Brief –
Show every line below where "guidon" appears.

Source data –
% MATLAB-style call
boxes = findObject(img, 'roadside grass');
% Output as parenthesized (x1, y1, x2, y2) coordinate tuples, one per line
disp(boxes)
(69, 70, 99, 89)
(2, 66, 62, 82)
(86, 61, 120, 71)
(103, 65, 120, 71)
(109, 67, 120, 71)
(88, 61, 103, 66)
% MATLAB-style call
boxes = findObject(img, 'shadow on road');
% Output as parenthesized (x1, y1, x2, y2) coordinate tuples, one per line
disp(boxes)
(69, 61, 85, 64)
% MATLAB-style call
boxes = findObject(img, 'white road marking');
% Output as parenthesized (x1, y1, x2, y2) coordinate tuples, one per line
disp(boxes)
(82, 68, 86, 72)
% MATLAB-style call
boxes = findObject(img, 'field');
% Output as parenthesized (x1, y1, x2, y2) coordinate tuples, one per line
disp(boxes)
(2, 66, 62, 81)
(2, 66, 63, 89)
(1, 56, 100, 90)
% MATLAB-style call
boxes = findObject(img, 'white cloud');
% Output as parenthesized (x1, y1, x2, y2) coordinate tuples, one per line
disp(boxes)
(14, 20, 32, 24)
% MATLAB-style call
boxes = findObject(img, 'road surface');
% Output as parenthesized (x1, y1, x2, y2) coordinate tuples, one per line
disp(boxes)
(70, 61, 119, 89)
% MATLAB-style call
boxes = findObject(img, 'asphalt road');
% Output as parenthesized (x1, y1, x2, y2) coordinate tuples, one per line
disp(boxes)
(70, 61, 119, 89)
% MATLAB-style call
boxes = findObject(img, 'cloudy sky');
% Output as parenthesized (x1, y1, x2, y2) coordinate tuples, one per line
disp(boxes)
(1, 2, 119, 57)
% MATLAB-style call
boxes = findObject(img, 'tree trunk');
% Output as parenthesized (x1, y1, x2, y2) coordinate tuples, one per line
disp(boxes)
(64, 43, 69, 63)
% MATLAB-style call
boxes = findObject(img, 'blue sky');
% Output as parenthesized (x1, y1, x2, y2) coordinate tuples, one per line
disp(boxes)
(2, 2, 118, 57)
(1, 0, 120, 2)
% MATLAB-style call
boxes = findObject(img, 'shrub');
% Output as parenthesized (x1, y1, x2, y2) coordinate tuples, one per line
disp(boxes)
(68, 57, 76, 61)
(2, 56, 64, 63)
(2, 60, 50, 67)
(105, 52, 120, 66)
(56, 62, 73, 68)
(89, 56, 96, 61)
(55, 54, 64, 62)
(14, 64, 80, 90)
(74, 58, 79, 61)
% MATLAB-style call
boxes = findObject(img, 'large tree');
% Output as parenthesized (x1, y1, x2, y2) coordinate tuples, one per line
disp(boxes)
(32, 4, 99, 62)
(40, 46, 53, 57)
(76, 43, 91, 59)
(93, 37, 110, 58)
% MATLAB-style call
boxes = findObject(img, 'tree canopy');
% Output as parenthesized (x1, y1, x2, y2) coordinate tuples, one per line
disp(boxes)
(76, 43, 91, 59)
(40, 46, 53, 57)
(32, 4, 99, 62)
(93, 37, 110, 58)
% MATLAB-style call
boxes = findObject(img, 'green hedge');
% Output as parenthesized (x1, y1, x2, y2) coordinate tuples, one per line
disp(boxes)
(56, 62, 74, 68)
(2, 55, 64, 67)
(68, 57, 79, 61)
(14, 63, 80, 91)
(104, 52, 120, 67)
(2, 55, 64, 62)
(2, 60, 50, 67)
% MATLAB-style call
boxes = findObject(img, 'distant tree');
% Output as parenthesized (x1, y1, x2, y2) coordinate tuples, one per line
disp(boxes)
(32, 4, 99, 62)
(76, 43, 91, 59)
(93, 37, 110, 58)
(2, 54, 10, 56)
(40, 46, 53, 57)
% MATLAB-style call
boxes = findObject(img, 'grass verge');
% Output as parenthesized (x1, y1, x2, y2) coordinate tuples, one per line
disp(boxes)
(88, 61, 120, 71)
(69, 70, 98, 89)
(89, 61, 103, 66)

* * *

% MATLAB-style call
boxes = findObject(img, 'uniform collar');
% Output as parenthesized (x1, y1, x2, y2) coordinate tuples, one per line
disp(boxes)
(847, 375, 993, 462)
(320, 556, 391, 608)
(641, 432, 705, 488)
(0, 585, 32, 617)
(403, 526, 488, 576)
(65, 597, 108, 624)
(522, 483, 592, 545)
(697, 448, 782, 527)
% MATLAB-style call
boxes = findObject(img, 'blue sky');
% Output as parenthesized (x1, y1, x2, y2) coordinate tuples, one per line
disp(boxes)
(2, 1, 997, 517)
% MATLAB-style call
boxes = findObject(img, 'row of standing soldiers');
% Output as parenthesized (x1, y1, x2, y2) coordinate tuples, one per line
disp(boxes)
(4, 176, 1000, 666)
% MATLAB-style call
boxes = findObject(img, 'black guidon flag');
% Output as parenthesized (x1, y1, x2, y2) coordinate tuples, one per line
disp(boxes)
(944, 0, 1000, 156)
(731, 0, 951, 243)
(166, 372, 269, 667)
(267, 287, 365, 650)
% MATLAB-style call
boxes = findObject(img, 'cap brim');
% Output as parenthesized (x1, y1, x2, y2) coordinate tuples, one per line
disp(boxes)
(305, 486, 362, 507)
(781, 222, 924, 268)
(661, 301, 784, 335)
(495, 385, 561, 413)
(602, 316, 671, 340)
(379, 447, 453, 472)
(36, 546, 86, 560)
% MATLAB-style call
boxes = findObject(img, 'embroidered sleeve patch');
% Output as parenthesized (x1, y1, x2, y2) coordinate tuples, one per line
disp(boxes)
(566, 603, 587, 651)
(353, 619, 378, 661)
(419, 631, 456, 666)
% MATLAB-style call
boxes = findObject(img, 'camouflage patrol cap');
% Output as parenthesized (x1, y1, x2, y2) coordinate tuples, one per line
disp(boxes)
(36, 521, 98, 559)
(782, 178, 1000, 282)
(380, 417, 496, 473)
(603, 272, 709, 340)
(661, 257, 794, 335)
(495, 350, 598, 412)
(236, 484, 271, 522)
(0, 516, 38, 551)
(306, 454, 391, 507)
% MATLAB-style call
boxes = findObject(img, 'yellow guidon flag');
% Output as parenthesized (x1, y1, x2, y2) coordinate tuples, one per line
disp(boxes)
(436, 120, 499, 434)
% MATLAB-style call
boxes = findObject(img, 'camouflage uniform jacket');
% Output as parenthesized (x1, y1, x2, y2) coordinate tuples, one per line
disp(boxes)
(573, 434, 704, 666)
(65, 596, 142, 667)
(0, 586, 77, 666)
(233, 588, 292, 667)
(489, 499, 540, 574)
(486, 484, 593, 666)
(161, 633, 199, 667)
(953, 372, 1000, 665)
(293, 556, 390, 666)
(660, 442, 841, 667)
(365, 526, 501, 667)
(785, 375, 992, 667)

Written solution –
boxes = findObject(img, 'black guidon flag');
boxes = findObject(img, 'yellow guidon flag');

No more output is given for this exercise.